• [What is being asked] Wherever pictures occur in the entries below, leave them out and retype the rest exactly.

• [Exercise input]
++++++++
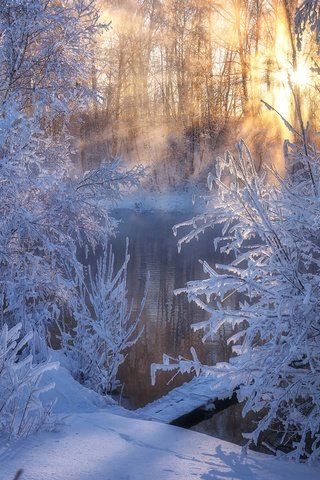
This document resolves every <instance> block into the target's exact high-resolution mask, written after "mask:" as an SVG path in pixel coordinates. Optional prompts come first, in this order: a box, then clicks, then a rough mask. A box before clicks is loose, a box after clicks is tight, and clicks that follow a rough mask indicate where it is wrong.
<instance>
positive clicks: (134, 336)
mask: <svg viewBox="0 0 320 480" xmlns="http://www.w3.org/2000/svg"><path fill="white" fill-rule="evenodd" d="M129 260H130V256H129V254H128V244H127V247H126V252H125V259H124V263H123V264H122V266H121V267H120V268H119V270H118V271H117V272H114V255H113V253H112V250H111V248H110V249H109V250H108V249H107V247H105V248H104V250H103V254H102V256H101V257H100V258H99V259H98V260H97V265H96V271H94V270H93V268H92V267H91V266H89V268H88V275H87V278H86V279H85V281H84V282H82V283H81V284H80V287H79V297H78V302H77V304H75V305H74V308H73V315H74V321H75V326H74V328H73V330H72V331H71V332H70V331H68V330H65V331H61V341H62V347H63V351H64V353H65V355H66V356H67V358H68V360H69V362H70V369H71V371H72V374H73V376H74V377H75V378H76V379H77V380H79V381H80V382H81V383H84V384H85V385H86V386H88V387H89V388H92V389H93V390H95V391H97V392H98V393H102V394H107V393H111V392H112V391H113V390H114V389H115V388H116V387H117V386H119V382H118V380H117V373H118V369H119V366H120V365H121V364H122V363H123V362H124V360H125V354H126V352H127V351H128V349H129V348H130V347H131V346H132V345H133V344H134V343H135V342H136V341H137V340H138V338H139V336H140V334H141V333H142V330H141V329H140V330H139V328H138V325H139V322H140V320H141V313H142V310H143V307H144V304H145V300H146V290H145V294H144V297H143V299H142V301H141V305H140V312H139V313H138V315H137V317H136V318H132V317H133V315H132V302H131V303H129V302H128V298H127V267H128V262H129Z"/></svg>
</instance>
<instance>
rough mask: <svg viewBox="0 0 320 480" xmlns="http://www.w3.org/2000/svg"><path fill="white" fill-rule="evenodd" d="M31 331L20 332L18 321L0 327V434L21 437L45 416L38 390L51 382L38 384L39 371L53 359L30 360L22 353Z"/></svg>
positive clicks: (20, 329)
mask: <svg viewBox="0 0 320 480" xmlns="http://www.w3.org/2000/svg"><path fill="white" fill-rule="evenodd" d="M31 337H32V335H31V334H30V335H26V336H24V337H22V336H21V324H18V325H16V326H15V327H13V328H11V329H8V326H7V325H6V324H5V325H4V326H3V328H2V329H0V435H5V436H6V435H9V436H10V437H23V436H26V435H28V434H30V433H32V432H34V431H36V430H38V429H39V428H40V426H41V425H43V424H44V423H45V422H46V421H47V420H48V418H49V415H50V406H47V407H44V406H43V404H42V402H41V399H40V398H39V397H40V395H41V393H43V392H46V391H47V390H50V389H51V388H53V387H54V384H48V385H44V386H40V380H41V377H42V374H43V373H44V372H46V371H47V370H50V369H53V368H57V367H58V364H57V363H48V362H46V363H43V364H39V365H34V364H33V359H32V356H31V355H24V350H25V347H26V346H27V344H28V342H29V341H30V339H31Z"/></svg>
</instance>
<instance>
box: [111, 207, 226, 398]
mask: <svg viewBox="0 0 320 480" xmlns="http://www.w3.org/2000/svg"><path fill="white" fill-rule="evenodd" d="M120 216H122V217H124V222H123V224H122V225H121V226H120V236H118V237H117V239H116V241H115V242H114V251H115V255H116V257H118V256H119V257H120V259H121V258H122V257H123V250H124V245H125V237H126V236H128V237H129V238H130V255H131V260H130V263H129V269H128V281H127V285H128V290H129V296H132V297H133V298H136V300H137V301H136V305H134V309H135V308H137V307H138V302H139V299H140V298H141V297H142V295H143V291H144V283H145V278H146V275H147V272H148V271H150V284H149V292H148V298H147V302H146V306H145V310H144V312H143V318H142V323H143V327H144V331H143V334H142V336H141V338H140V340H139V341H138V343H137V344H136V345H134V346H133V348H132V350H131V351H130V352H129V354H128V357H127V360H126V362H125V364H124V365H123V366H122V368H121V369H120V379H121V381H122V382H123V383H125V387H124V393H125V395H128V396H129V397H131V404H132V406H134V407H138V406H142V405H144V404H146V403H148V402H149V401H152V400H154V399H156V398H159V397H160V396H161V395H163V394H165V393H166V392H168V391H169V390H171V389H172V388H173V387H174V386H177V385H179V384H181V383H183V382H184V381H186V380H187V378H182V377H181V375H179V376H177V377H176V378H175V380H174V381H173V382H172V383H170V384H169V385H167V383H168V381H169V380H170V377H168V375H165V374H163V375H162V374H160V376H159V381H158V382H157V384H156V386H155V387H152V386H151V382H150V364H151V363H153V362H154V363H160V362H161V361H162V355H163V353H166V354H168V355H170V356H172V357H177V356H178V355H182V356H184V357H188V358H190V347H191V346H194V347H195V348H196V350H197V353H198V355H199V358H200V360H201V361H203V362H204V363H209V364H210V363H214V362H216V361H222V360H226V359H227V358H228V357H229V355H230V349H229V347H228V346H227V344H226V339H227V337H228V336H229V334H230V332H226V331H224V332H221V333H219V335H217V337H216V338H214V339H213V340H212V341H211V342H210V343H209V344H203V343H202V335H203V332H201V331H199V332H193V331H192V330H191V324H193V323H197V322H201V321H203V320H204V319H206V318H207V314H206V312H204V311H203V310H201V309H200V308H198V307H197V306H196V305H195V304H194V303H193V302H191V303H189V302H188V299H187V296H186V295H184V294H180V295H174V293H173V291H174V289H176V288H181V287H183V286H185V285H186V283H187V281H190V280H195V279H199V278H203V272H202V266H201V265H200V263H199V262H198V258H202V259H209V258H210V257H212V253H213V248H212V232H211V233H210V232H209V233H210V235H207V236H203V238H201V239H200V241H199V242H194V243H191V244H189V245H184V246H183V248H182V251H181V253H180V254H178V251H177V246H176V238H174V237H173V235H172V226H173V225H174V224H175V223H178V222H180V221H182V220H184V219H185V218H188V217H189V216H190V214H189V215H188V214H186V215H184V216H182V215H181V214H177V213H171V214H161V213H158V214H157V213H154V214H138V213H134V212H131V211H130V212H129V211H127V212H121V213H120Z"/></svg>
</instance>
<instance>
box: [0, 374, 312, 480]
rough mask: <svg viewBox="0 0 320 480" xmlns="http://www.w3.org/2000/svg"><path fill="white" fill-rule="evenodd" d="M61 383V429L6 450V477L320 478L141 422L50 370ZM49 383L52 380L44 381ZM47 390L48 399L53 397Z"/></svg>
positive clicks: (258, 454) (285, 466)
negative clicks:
++++++++
• [Result for this exercise]
This document resolves every <instance> block into the target's exact high-resolution mask, written after "mask:" as an SVG path in pixel coordinates. Optional prompts come first, in this order: a box, then clicks, then a rough mask. A box before clicks is loose, a box after clicks is tight, and clicks that follow a rough mask indicate where it is wrong.
<instance>
positive clicks: (134, 336)
mask: <svg viewBox="0 0 320 480" xmlns="http://www.w3.org/2000/svg"><path fill="white" fill-rule="evenodd" d="M129 260H130V256H129V254H128V244H127V247H126V252H125V259H124V263H123V264H122V266H121V267H120V268H119V270H118V271H117V272H114V255H113V253H112V250H111V248H110V249H109V250H108V249H107V247H105V248H104V250H103V254H102V256H101V257H100V258H99V259H98V260H97V265H96V271H94V270H93V268H92V267H91V266H89V268H88V275H87V278H86V279H85V281H84V282H82V283H81V284H80V287H79V297H78V302H77V304H75V305H74V308H73V315H74V321H75V326H74V328H73V330H72V331H71V332H70V331H68V330H65V331H61V341H62V347H63V351H64V353H65V355H66V356H67V358H68V360H69V362H70V369H71V371H72V374H73V376H74V377H75V378H76V379H77V380H79V381H80V382H81V383H84V384H85V385H86V386H88V387H89V388H92V389H93V390H95V391H97V392H98V393H102V394H107V393H111V392H112V391H113V390H114V389H115V388H116V387H117V386H119V382H118V380H117V373H118V369H119V366H120V365H121V364H122V363H123V362H124V360H125V354H126V352H127V351H128V349H129V348H130V347H131V346H132V345H133V344H134V343H135V342H136V341H137V340H138V338H139V336H140V334H141V333H142V330H141V329H140V330H139V328H138V325H139V322H140V320H141V313H142V310H143V307H144V304H145V300H146V290H145V294H144V297H143V299H142V301H141V305H140V312H139V313H138V315H137V317H136V318H132V317H133V315H132V302H131V303H129V302H128V298H127V267H128V262H129Z"/></svg>
</instance>
<instance>
rough mask: <svg viewBox="0 0 320 480" xmlns="http://www.w3.org/2000/svg"><path fill="white" fill-rule="evenodd" d="M31 331L20 332L18 321L0 327V434L21 437L45 416L38 390L51 382L38 384L39 371L53 359L30 360L22 353Z"/></svg>
positive clicks: (20, 329)
mask: <svg viewBox="0 0 320 480" xmlns="http://www.w3.org/2000/svg"><path fill="white" fill-rule="evenodd" d="M31 337H32V335H31V334H30V335H26V336H24V337H22V336H21V324H18V325H16V326H15V327H13V328H11V329H8V326H7V325H6V324H5V325H4V326H3V328H2V329H0V435H5V436H6V435H9V436H10V437H23V436H26V435H28V434H30V433H32V432H34V431H36V430H38V429H39V428H40V426H41V425H43V424H44V423H45V422H46V421H47V420H48V418H49V415H50V406H47V407H44V406H43V404H42V402H41V399H40V398H39V397H40V395H41V393H43V392H46V391H47V390H50V389H51V388H53V387H54V384H48V385H44V386H40V380H41V377H42V374H43V373H44V372H46V371H47V370H50V369H53V368H57V367H58V364H57V363H48V362H46V363H43V364H39V365H34V364H33V359H32V356H31V355H24V350H25V347H26V346H27V344H28V342H29V341H30V339H31Z"/></svg>
</instance>
<instance>
box: [111, 207, 226, 398]
mask: <svg viewBox="0 0 320 480" xmlns="http://www.w3.org/2000/svg"><path fill="white" fill-rule="evenodd" d="M120 216H122V217H124V222H123V224H122V225H121V226H120V236H118V237H117V239H116V241H115V242H114V251H115V255H116V257H118V256H119V257H120V259H121V258H122V257H123V250H124V245H125V237H126V236H128V237H129V238H130V255H131V260H130V263H129V269H128V281H127V285H128V290H129V296H132V297H133V298H136V300H137V301H136V305H134V309H135V308H137V307H138V302H139V299H140V298H141V297H142V295H143V291H144V283H145V278H146V275H147V272H148V271H150V284H149V292H148V298H147V302H146V306H145V310H144V312H143V318H142V323H143V327H144V331H143V334H142V336H141V338H140V340H139V341H138V343H137V344H136V345H134V346H133V348H132V350H131V351H130V352H129V354H128V357H127V360H126V362H125V364H124V365H123V366H122V368H121V369H120V379H121V381H122V382H123V383H125V387H124V393H125V395H128V396H129V397H131V404H132V406H134V407H138V406H142V405H144V404H146V403H148V402H149V401H152V400H154V399H156V398H159V397H160V396H161V395H163V394H165V393H166V392H168V391H169V390H171V389H172V388H173V387H174V386H177V385H179V384H181V383H183V382H184V381H186V380H187V378H182V377H181V375H179V376H177V377H176V378H175V380H174V381H173V382H172V383H170V384H169V385H167V383H168V381H169V380H170V377H168V375H165V374H163V375H162V374H160V376H159V381H158V382H157V384H156V386H155V387H152V386H151V382H150V364H151V363H153V362H154V363H160V362H161V361H162V355H163V353H166V354H168V355H170V356H172V357H177V356H178V355H182V356H184V357H188V358H190V347H191V346H194V347H195V348H196V350H197V353H198V355H199V358H200V360H201V361H203V362H204V363H209V364H210V363H214V362H216V361H222V360H226V359H227V358H228V357H229V355H230V349H229V347H228V346H227V344H226V339H227V337H228V336H229V334H230V332H226V331H224V332H221V333H219V335H217V337H216V338H214V339H213V340H212V341H211V342H210V343H209V344H203V343H202V335H203V332H201V331H199V332H193V331H192V330H191V324H193V323H197V322H201V321H203V320H204V319H206V318H207V314H206V312H204V311H203V310H201V309H200V308H198V307H197V306H196V305H195V304H194V303H193V302H191V303H189V302H188V299H187V296H186V295H184V294H180V295H174V293H173V291H174V289H176V288H181V287H183V286H185V285H186V283H187V281H190V280H195V279H199V278H203V272H202V266H201V265H200V263H199V262H198V258H202V259H209V258H210V257H212V253H213V248H212V232H211V233H210V232H209V233H210V235H207V236H203V238H201V239H200V241H199V242H194V243H191V244H189V245H184V246H183V248H182V251H181V253H180V254H178V251H177V246H176V238H174V237H173V235H172V226H173V225H174V224H175V223H178V222H180V221H182V220H184V219H185V218H188V217H189V216H190V214H189V215H188V214H186V215H184V216H182V215H181V214H177V213H171V214H161V213H158V214H157V213H154V214H138V213H134V212H131V211H130V212H129V211H127V212H121V213H120Z"/></svg>
</instance>
<instance>
box: [0, 374, 312, 480]
rough mask: <svg viewBox="0 0 320 480" xmlns="http://www.w3.org/2000/svg"><path fill="white" fill-rule="evenodd" d="M61 383V429L6 450V477L320 478L141 422L50 370ZM49 383L52 380L44 381ZM47 390L48 399L53 397Z"/></svg>
positive clicks: (258, 454) (285, 466)
negative clicks:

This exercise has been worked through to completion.